[Task description]
Pick out and copy every line of the items below that contains the string "wooden". Matches are case-sensitive.
Start Given records
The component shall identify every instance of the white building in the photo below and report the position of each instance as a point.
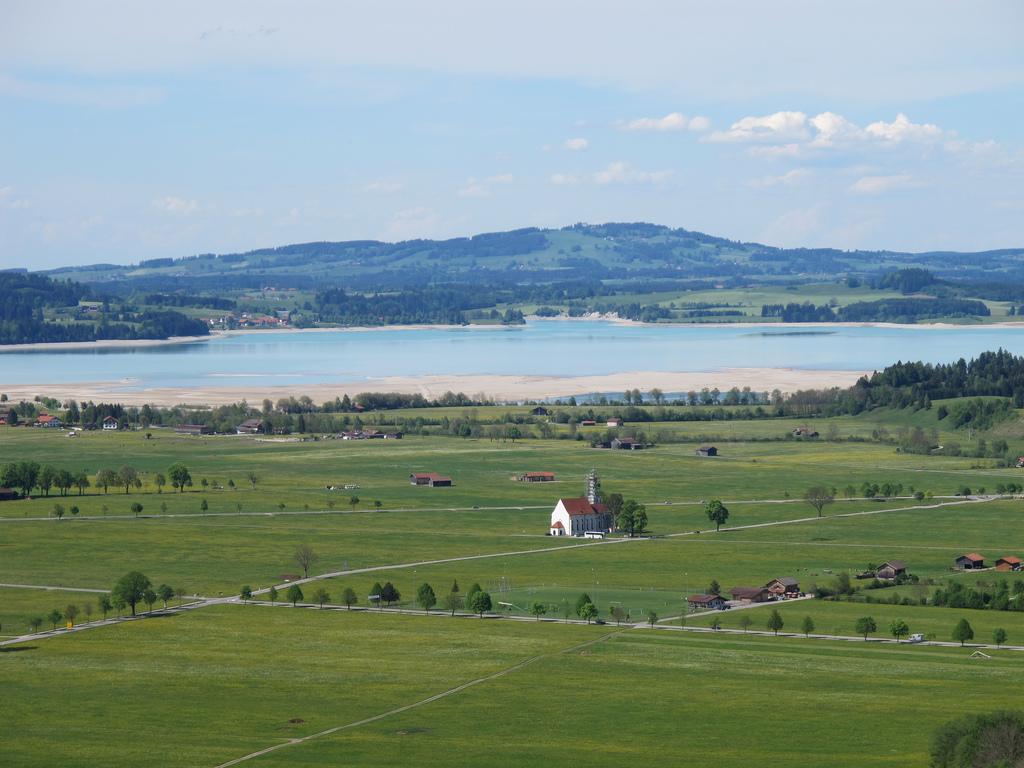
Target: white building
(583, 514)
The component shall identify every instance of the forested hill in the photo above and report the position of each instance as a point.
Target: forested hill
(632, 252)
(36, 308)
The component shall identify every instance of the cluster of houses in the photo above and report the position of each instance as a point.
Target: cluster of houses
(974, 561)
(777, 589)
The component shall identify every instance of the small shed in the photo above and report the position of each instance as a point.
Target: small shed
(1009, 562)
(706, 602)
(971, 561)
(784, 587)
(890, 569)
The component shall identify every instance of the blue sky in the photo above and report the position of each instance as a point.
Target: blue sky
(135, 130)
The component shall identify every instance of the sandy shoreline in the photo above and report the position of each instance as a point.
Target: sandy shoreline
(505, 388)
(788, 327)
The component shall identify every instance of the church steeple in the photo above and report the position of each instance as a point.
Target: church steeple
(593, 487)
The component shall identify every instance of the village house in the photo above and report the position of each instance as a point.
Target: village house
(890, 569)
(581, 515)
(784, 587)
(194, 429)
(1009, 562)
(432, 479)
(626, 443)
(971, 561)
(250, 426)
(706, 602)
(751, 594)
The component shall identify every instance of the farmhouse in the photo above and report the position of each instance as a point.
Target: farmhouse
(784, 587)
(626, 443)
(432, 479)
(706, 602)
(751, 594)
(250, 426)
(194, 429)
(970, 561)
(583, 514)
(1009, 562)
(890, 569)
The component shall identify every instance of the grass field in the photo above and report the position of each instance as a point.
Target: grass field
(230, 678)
End Given records
Start Given records
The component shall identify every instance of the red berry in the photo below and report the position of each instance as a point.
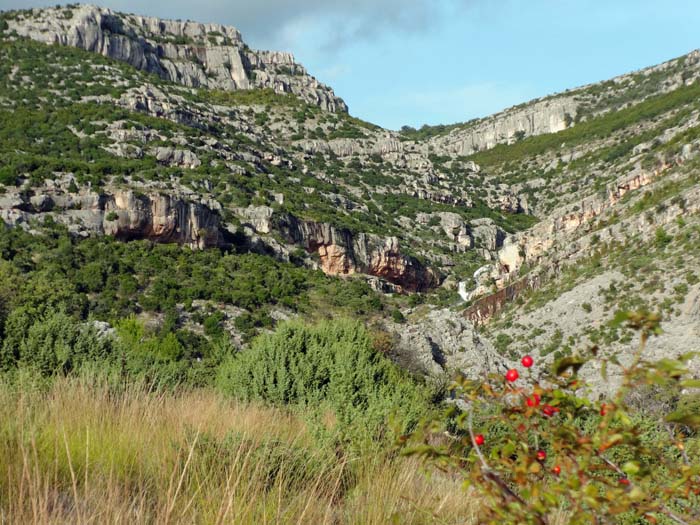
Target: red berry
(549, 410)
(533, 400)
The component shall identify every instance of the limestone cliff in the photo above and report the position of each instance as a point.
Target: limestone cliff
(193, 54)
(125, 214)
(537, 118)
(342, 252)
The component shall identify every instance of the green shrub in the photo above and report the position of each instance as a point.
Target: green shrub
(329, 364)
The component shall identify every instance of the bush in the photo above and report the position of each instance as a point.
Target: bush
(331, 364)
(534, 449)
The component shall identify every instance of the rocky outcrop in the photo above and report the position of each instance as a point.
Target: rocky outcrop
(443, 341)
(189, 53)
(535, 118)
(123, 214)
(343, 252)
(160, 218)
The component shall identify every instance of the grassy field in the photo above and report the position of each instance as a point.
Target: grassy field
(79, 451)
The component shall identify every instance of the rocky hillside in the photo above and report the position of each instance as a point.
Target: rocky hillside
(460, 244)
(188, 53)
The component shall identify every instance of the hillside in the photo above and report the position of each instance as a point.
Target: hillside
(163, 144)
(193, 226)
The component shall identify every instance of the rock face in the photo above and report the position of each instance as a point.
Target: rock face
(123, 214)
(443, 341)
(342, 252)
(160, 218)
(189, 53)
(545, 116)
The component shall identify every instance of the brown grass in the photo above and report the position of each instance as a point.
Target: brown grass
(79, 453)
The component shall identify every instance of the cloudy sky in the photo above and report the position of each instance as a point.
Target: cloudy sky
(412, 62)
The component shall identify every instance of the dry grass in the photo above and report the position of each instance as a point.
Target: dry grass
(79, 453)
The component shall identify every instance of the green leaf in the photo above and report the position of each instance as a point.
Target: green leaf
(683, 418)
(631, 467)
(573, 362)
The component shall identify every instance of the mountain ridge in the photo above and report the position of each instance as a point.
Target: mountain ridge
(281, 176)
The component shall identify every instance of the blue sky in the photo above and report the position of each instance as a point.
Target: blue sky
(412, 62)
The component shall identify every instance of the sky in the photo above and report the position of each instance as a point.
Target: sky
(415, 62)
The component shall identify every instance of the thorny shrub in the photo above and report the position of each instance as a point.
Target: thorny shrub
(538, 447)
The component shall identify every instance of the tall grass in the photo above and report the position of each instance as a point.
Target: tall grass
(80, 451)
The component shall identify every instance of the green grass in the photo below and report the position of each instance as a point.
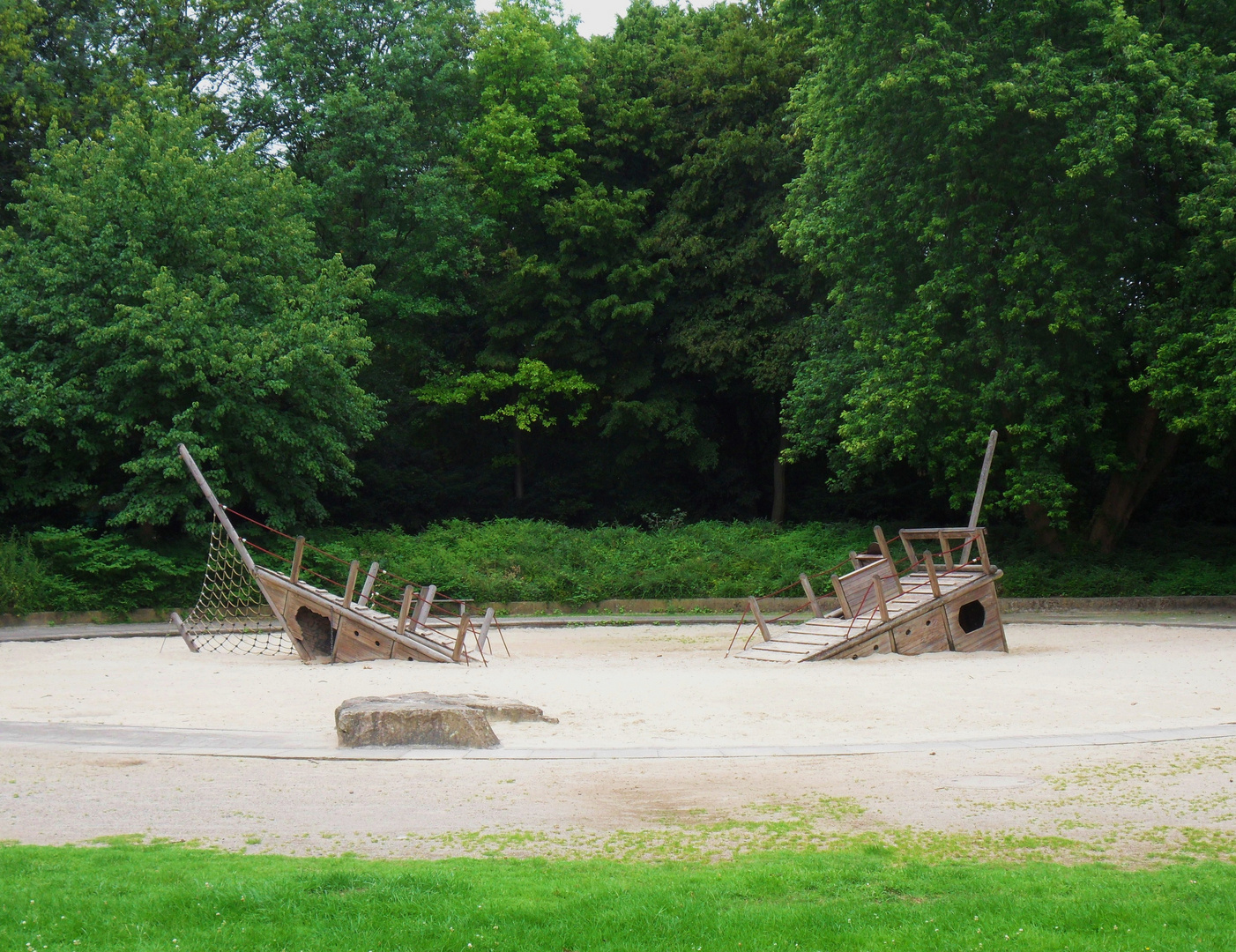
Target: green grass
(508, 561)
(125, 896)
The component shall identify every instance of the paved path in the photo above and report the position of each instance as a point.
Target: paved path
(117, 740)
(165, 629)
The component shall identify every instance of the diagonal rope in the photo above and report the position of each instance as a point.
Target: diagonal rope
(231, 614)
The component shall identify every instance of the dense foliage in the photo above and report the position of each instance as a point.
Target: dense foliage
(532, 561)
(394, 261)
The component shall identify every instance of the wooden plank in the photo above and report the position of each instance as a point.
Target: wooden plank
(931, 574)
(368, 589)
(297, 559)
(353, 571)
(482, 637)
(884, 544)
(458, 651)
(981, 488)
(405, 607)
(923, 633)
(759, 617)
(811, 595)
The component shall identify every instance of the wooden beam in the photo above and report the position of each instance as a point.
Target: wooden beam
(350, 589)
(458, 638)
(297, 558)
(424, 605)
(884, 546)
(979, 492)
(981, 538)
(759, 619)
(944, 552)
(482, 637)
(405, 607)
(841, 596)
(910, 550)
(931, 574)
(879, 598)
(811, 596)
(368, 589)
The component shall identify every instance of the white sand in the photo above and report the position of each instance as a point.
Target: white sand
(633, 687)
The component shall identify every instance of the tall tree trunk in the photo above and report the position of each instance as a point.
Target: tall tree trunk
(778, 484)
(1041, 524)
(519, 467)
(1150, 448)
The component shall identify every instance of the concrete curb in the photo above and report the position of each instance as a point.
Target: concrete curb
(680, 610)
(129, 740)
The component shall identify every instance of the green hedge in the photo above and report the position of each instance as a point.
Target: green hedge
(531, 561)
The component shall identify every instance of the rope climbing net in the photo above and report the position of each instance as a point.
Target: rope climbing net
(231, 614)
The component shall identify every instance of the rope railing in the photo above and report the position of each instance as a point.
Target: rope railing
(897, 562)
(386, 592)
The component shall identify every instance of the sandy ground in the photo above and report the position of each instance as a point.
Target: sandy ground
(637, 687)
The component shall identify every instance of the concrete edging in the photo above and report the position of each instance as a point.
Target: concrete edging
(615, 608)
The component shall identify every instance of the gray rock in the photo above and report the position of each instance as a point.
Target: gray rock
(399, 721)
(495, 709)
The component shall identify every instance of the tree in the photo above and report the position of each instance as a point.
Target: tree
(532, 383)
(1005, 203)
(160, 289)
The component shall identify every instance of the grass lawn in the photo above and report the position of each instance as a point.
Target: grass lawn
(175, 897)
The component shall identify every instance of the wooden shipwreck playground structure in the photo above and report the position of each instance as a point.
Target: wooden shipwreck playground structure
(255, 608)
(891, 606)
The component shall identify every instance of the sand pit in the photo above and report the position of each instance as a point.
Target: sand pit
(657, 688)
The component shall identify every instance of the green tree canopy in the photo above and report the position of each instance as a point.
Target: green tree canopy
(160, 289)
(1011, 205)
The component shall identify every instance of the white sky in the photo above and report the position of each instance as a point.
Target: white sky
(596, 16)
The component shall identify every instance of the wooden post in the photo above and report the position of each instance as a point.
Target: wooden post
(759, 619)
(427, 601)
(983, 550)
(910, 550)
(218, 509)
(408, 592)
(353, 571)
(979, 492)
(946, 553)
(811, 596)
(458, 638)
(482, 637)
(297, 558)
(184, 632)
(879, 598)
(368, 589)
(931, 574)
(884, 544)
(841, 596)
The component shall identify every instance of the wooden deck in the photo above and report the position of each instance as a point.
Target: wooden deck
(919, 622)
End Given records
[Problem solution]
The component shall identify every instance of the wooden plank in the photo above and report the position of each instance as a point.
Target: wooden plank
The component shall identify every instance of the wooden beam in the photo above and report the position of each instance as a point.
Target: wooden beam
The component shall identify every instance of the wooden shipwreck playground structure in the photo above and report the position of each instance as a point.
Target: wooden shipwreck playground structure
The component shall identify every instance of the wooden post in the photo above and report the position of each instance as a point.
Target: wooden post
The component shall identify every instance of the wooden deck in the photo above and report the position of each instance as a point.
Target: wooden deck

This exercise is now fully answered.